Problem details: An exact copy of the lines from the one containing "Pretty please, detect the woman's neck" through the last line below is required; include both of those lines and no others.
━━━━━━━━
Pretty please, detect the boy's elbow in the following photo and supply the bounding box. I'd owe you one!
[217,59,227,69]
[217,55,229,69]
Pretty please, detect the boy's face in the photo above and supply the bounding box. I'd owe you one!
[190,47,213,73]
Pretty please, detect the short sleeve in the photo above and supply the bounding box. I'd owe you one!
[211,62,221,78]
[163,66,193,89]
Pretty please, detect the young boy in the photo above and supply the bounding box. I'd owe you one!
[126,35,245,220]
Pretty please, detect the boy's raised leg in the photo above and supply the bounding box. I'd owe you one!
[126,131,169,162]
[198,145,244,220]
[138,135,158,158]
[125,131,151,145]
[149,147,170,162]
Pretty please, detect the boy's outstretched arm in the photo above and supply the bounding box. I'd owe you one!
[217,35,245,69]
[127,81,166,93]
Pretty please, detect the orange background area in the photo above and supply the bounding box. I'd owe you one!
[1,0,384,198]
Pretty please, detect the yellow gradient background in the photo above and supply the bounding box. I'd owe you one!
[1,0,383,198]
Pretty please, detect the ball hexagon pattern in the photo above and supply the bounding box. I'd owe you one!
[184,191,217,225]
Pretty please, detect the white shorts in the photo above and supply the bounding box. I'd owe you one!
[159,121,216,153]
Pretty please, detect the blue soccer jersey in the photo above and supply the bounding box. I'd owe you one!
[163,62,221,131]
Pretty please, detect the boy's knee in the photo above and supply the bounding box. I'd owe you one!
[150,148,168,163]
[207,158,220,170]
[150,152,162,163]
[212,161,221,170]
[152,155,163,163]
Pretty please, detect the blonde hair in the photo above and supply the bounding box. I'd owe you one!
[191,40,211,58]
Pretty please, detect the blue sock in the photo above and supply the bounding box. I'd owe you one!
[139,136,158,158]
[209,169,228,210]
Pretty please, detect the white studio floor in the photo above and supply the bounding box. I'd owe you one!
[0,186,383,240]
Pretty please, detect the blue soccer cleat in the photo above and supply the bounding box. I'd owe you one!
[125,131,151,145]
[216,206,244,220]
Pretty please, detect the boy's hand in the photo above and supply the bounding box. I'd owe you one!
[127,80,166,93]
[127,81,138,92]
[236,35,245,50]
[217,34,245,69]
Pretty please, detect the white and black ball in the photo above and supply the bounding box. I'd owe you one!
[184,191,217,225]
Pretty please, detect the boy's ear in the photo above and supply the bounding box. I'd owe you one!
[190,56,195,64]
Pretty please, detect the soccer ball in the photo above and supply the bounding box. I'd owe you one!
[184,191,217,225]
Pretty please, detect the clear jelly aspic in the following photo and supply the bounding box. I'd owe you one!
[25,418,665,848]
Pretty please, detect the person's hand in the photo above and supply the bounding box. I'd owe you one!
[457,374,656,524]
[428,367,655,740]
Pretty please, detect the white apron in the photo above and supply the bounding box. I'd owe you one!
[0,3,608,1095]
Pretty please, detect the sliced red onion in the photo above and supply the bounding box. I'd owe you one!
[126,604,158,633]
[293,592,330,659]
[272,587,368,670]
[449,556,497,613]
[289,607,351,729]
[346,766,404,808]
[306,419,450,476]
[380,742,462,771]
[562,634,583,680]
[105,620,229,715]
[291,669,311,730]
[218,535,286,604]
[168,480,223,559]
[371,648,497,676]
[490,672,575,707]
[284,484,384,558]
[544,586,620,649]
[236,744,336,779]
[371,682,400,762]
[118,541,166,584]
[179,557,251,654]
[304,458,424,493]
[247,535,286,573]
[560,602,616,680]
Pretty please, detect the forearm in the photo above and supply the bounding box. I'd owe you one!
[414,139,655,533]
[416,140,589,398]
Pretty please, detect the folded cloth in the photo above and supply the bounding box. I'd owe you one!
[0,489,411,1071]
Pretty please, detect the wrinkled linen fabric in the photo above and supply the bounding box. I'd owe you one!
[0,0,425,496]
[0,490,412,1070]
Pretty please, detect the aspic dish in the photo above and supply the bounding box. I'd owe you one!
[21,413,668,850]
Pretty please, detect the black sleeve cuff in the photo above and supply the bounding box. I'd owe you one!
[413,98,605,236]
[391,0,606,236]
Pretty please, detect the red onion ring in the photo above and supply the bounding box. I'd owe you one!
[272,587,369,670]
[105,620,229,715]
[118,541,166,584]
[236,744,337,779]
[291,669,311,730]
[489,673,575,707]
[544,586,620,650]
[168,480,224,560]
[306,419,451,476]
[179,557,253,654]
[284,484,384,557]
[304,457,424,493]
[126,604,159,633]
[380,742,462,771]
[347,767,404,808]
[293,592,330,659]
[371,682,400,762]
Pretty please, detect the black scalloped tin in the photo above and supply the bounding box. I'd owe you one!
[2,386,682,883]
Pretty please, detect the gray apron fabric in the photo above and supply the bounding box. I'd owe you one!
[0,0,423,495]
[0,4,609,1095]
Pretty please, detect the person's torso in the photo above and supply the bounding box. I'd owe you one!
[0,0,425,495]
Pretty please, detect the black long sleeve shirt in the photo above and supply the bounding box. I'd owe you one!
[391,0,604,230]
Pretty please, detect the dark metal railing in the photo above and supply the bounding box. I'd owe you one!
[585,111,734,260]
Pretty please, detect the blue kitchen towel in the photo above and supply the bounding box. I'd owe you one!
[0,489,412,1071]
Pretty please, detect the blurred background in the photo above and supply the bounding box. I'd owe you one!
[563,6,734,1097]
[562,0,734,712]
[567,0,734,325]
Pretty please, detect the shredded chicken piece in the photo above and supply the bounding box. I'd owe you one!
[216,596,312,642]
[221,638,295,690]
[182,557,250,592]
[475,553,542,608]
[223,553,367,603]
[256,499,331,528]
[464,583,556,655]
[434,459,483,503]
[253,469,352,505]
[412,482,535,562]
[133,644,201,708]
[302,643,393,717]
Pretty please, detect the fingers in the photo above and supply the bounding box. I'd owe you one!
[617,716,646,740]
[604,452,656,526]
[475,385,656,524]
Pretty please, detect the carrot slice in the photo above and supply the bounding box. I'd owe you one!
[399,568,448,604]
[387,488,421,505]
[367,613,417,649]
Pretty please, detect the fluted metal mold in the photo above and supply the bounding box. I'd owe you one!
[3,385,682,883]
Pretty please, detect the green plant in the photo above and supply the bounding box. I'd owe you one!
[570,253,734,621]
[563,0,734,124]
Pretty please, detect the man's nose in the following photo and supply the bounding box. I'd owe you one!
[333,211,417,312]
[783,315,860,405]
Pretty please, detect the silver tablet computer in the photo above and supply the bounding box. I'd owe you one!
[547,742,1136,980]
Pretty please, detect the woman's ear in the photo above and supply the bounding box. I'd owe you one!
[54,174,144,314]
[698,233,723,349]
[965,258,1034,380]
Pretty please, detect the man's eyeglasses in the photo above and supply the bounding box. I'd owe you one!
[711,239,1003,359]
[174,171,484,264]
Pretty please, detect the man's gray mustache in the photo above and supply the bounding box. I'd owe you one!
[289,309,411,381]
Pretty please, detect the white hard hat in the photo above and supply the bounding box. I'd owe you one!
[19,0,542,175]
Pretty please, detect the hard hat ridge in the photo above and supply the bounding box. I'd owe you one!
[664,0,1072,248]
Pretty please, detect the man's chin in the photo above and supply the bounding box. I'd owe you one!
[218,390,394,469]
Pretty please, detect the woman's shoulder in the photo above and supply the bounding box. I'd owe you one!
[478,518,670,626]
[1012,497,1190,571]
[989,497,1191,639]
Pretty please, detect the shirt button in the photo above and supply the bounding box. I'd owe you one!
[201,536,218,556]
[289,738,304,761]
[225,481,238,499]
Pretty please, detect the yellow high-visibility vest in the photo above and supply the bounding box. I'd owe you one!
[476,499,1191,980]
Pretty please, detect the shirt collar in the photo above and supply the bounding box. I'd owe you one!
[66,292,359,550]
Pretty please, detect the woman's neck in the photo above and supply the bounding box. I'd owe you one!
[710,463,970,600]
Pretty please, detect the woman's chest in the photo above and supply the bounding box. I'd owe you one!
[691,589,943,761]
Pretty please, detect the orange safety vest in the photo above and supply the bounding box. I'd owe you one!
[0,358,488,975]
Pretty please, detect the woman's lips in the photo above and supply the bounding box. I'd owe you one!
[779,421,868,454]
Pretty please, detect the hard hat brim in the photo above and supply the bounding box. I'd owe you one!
━━━━━━━━
Solution:
Pretty please, detect the woman's neck in the photo above and supply the bounding box. I'd owe you one!
[710,463,970,600]
Pretty please, detect the woman's chest in the photo above and supply the bounding box. I'd owe you one!
[691,589,943,761]
Pretty please, detect the orange safety vest in the photo above and supply the bounding box. I'd owe you one!
[0,358,488,975]
Pretty please, detect the woman's lips in the photo above and supply the bounding box. I'd owe you one!
[779,421,868,454]
Pretty please, detect the hard hat brim in the photo above and supply the bounding box. I'd owe you one!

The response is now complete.